§ **WHAT TO WORK ON**
From the article on preemie care, list every label given under the heading "Preterm, low birth weight, SGA: different labels", with its cutoff.

By Heloa | 27 December 2025

Preemie: care, nicu, feeding, and development

5 minutes
Parents observing an incubator in a neonatal unit for a premature baby

A preemie can arrive earlier than expected, and suddenly parenting is full of monitors, medical terms, and waiting. Will breathing settle? Why does feeding take so long? When can you finally take your baby home? These worries are normal, especially when your newborn looks so small and yet is doing such a big job: growing outside the womb.

What “preemie” means

A preemie is a baby born before 37 completed weeks of pregnancy. Doctors calculate gestational age from the first day of the last menstrual period and confirm it with ultrasound.

Being born early can affect how ready a baby is to breathe, feed, keep warm, and fight infection. Even one extra week in the uterus may improve lung maturity and feeding stamina.

You may also hear:

  • Preterm: the medical term for a baby born early
  • Postmenstrual age (PMA): gestational age at birth + weeks since birth
  • Term-equivalent age: around 40 weeks PMA

Preterm, low birth weight, SGA: different labels

  • Preterm: <37 weeks
  • Low birth weight (LBW): <2,500 g
  • Very low birth weight (VLBW): <1,500 g
  • Extremely low birth weight (ELBW): <1,000 g
  • Small for gestational age (SGA): <10th percentile for that gestational age

A baby can be a preemie and not SGA (small mainly because of early birth). A baby can be term and still SGA (growth restriction in pregnancy).

Gestational age groups: what they can suggest

Clinicians group prematurity to plan monitoring and the right level of newborn care:

  • Moderate preterm: 32–36 weeks
  • Very preterm: 28–31 weeks
  • Extremely preterm: <28 weeks

These categories help predict common needs, not your child’s future.

Extremely preterm

An extremely preterm preemie often needs CPAP or ventilation, an incubator for temperature control, and gradual nutrition starting with IV nutrition (TPN) and then tube feeds. Monitoring is close for lung disease, infection, gut problems, and brain/eye development.

§ **AVAILABLE DATA**

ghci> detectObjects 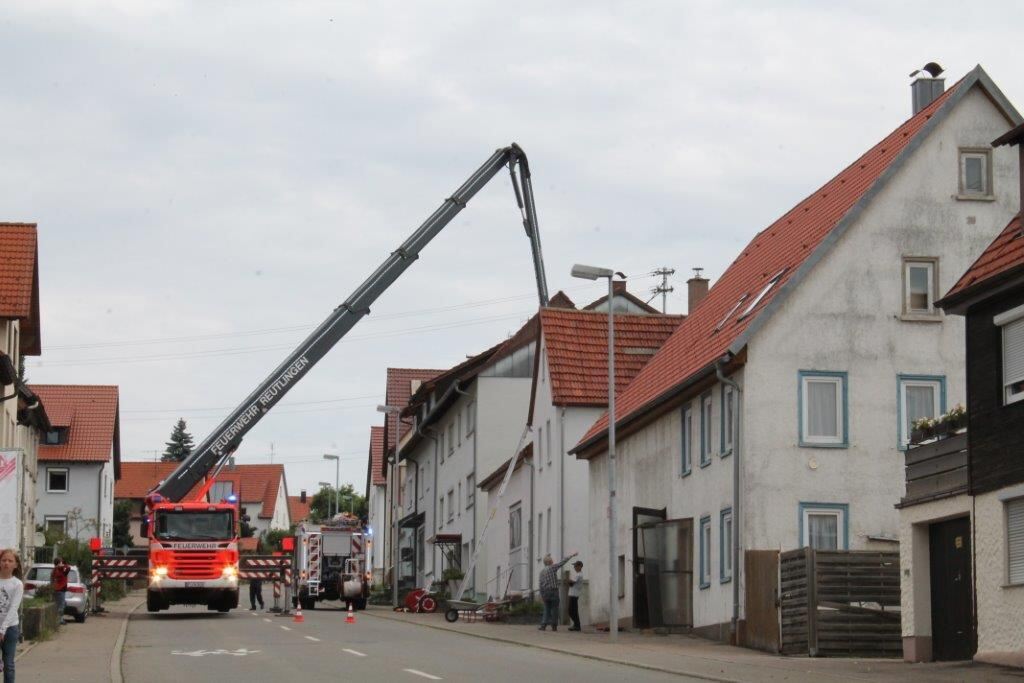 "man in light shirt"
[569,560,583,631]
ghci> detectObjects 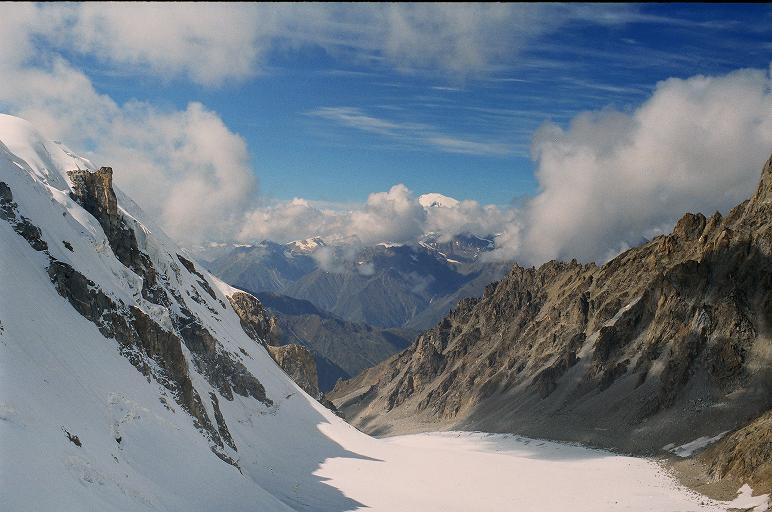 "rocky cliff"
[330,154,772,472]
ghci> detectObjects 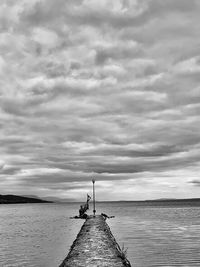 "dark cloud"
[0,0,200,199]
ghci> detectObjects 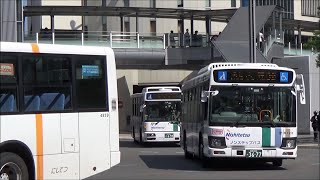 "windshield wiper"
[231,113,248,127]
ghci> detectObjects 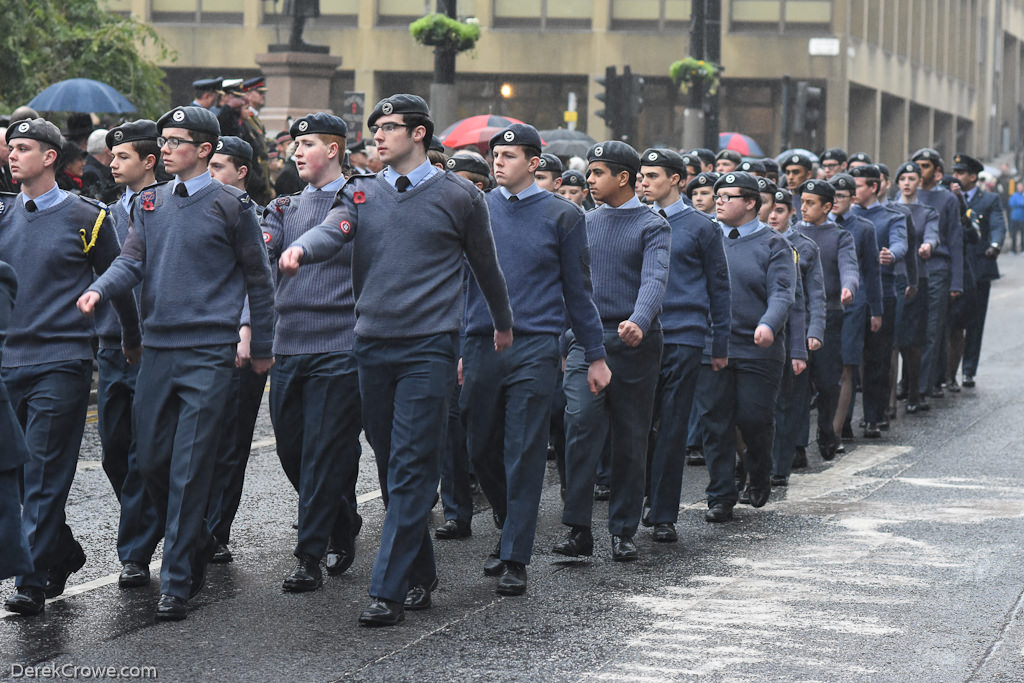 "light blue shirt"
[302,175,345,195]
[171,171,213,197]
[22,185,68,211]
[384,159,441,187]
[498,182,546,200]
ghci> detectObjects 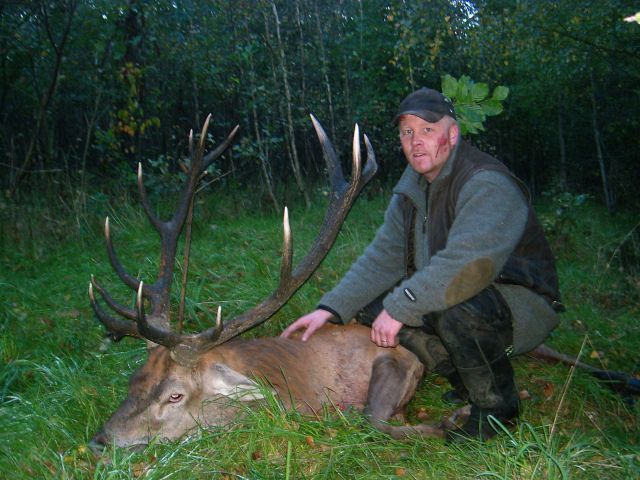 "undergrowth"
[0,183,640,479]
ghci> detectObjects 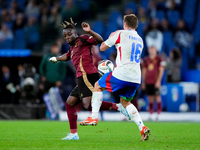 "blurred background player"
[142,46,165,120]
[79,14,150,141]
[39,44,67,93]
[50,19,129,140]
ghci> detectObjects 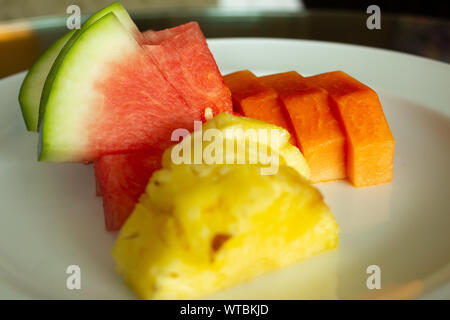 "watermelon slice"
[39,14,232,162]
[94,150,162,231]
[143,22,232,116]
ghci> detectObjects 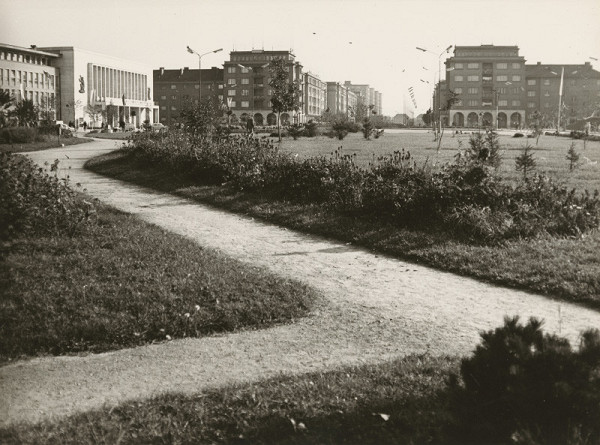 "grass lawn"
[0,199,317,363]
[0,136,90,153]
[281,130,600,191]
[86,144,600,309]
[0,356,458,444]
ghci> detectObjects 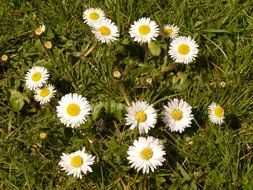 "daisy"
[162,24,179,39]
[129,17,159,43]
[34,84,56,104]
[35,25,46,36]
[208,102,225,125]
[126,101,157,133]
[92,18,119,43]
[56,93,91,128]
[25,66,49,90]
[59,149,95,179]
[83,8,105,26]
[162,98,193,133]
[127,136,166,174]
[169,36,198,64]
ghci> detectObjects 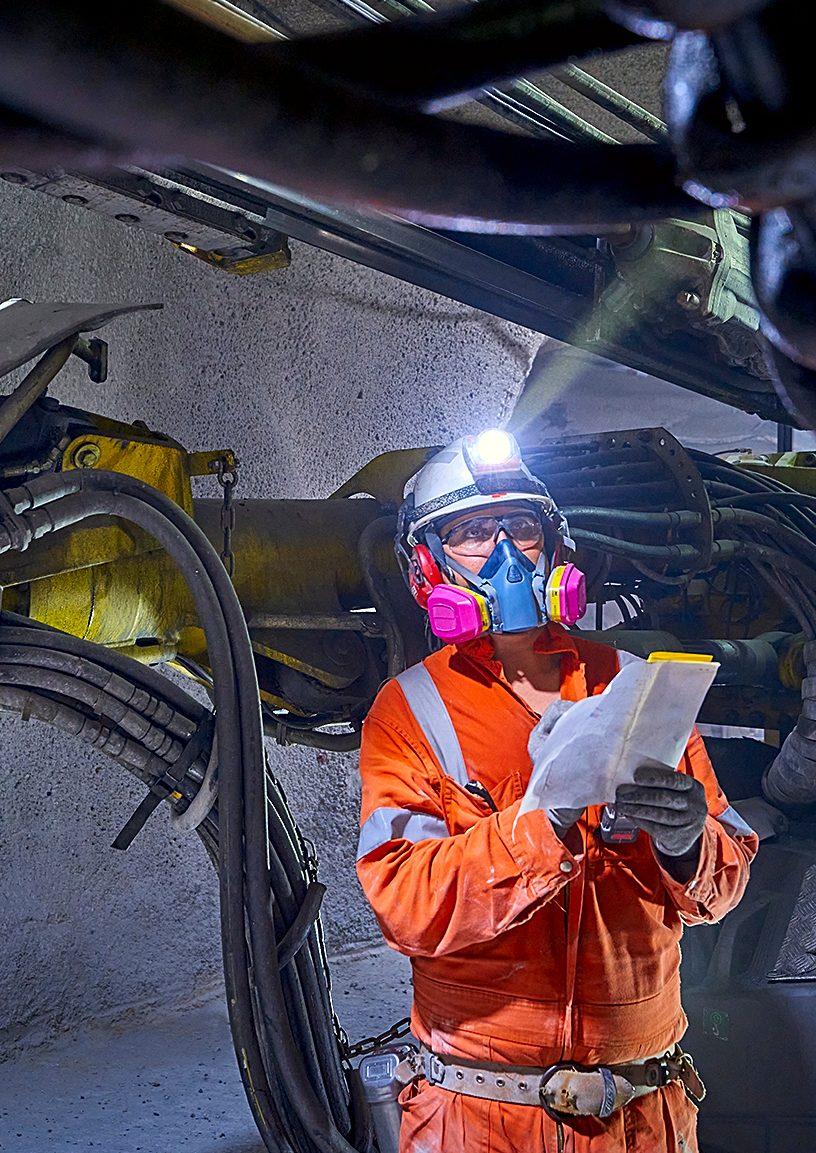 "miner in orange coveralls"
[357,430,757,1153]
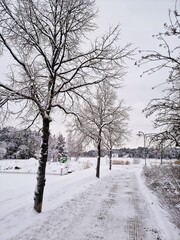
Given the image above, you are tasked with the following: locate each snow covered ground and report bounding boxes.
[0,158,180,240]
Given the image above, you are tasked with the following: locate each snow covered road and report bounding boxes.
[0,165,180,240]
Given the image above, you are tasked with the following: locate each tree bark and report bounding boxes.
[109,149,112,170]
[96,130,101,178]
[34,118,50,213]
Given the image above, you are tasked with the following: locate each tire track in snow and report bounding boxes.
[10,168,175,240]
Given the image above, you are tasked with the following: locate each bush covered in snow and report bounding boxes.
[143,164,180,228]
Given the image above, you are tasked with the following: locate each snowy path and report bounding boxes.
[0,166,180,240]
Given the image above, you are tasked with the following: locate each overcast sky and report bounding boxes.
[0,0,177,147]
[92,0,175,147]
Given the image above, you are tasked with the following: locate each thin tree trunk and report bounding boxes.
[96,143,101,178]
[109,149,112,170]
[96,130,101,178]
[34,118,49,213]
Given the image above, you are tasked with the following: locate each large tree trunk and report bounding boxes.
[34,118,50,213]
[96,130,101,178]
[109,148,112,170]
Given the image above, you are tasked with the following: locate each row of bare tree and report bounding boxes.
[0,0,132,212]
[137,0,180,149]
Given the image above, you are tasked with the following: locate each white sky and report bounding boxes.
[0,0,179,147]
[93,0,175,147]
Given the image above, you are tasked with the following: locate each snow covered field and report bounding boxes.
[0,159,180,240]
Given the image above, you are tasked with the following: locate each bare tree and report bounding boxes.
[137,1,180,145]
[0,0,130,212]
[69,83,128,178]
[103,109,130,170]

§ **RESPONSE BELOW**
- Preterm: <37 weeks
- Low birth weight (LBW): <2,500 g
- Very low birth weight (VLBW): <1,500 g
- Extremely low birth weight (ELBW): <1,000 g
- Small for gestational age (SGA): <10th percentile for that gestational age